DOKUMENT:
※ ※ ※

Josefs Überraschung, Predigt zum Christfest über Mt 1,18-25

Predigt am 25.12.19 von Andreas Hansen über Mt 1,18-25

Gott kommt in unsere Welt. Gott wird Mensch. Viele sagen: „Ich verstehe das nicht. Für mich sind das leere Worte.“ Nicht erst heute empfinden Menschen das Wunder von Weihnachten als Zumutung. Auch die ersten Betroffenen waren überfordert. Matthäus berichtet aus der Sicht von Josef. Wir hören die Verse, die auf den Stammbaum folgen (Mt 1,18-25):
Die Geburt Jesu Christi geschah aber so: Als Maria,  seine Mutter, dem Josef vertraut war, fand es sich,  ehe sie zusammenkamen, dass sie schwanger war von dem Heiligen Geist. Josef aber, ihr Mann, der fromm und gerecht war und sie nicht in Schande bringen wollte, gedachte, sie heimlich zu verlassen. Als er noch so dachte, siehe, da erschien ihm ein Engel des Herrn im Traum und sprach: Josef, du Sohn Davids, fürchte dich nicht, Maria, deine Frau, zu dir zu nehmen; denn was sie empfangen hat, das ist von dem Heiligen Geist. Und sie wird einen Sohn gebären, dem sollst du den Namen Jesus geben, denn er wird sein Volk retten von ihren Sünden. Das ist aber alles geschehen, auf dass erfüllt würde, was der Herr durch den Propheten gesagt hat, der da spricht (Jesaja 7,14): »Siehe, eine Jungfrau wird schwanger sein und einen Sohn gebären, und sie werden ihm den Namen Immanuel geben«, das heißt übersetzt: Gott mit uns.

※ ※ ※

DATENSÄTZE:
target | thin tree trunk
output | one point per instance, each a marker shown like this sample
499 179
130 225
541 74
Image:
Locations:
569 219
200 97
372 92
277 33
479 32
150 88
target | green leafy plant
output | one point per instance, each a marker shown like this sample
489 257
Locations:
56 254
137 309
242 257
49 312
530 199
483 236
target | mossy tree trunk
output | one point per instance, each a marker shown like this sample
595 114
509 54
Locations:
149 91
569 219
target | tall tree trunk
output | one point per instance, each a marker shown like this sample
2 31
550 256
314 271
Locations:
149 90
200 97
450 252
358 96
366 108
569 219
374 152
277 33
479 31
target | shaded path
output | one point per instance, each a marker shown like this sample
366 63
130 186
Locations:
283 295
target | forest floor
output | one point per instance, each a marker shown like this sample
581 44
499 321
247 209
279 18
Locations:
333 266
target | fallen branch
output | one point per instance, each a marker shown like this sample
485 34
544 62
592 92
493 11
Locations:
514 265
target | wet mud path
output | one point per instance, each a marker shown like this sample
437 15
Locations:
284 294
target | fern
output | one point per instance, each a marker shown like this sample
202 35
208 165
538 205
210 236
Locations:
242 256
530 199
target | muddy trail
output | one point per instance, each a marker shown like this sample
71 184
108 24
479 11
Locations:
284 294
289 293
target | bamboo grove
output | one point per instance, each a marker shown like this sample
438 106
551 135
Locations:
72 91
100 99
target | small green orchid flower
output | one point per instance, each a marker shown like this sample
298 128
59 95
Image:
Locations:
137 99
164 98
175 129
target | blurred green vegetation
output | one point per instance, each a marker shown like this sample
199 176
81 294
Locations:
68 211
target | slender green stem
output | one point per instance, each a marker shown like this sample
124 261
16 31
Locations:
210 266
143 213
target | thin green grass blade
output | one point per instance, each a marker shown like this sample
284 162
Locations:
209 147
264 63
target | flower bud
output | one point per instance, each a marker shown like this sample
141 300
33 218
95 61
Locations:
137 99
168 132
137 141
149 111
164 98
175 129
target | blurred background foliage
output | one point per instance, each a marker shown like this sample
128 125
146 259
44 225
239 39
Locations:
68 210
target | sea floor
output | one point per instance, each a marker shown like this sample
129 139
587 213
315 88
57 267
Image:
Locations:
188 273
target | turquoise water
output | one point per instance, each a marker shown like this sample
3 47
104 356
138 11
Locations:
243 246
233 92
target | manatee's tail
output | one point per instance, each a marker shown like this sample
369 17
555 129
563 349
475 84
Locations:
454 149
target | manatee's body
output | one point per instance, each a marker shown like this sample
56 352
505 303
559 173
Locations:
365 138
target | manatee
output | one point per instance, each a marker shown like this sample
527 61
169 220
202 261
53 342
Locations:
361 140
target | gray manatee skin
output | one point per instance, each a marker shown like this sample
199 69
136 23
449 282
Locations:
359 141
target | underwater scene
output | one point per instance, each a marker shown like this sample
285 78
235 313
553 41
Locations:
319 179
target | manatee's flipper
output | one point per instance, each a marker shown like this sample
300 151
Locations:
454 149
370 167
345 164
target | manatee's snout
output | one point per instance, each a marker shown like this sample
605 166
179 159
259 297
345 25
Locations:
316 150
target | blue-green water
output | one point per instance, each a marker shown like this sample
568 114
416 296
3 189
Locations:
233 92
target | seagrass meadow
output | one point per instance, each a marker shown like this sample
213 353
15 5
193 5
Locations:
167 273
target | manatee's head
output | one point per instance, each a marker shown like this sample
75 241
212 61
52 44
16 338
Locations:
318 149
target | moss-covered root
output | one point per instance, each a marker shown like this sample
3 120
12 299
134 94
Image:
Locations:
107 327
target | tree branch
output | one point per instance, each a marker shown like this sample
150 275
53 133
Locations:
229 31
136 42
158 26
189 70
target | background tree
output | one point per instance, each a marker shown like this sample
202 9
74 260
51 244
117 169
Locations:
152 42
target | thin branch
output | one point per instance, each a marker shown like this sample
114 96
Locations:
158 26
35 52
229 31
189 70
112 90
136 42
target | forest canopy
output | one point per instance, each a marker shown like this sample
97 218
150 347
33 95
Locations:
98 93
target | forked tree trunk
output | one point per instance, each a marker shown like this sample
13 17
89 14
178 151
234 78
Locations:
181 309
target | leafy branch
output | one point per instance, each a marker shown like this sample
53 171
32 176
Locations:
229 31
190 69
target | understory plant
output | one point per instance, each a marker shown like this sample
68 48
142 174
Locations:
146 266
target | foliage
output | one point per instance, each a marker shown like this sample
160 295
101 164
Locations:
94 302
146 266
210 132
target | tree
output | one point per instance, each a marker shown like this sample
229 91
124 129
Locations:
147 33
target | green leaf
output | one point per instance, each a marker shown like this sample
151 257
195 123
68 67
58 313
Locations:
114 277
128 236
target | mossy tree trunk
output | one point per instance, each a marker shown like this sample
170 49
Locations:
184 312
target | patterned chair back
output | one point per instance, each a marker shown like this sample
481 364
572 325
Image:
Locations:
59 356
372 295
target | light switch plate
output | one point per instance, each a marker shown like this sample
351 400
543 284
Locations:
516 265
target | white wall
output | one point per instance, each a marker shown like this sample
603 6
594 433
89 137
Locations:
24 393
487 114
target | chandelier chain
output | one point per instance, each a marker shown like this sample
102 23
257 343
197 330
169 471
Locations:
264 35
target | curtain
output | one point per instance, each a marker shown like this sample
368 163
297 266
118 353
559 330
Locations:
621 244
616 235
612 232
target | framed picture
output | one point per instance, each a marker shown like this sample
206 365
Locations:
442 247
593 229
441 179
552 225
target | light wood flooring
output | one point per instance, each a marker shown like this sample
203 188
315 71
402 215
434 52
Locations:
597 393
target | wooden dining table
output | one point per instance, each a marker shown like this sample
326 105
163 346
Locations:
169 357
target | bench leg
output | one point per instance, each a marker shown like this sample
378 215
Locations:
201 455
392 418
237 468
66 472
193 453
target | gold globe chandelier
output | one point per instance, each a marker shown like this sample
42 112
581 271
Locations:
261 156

※ ※ ※

KURZE AUFGABE 1: Aus wessen Sicht berichtet Matthäus laut der Weihnachtspredigt?
KURZE AUFGABE 2: Schreiben Sie die Weihnachtspredigt im Anschluss an ihren letzten Satz weiter.

ERGEBNIS 1: Aus der Sicht von Josef.

ERGEBNIS 2:
Als nun Josef vom Schlaf erwachte, tat er, wie ihm der Engel des Herrn befohlen hatte, und nahm seine Frau zu sich. Und er erkannte sie nicht, bis sie einen Sohn gebar; und er gab ihm den Namen Jesus.

Rechtlich gesehen sind die beiden schon ein Paar. Maria gehört schon in den Stammbaum, obwohl wir heute sagen, es ist Josefs Linie.
Maria erschrickt, als sie hört, sie ist schwanger. Sie denkt: „Wie soll das denn gehen? Josef und ich haben doch nicht miteinander geschlafen. Ein Kind? Unvorstellbar!“
Josef erschrickt ebenfalls und er denkt das Naheliegende: „Maria hat was mit einem anderen.“ Er beschließt: „Ich geh fort. Ich verlasse sie. Ein Kind von einem anderen? Unvorstellbar!“ Dabei wäre Maria noch gut weggekommen. Jeder hätte ihn für den Übeltäter gehalten.
Was da geschieht, sprengt jede Vorstellung: Ein Kind ohne Vater? Ein Kind vom Heiligen Geist? Eine schwangere Jungfrau? Wir verstehen nicht. Wie kann das sein? Gott schickt seinen Engel – das Geschehen rührt an Gottes Geheimnis. Das ist für uns zu hoch.
Wir sagen „Wunder“ dazu, und viele meinen: „Wenn ihr Gläubigen nicht weiter wisst, fangt ihr an von Wundern zu reden. Das Gleiche an Ostern: Wer glaubt schon, dass einer lebt, der gestorben ist? Damit kann ich nichts anfangen.“
Was sollen wir machen? Streichen wir aus dem Glaubensbekenntnis, was zu wunderbar und unverständlich ist?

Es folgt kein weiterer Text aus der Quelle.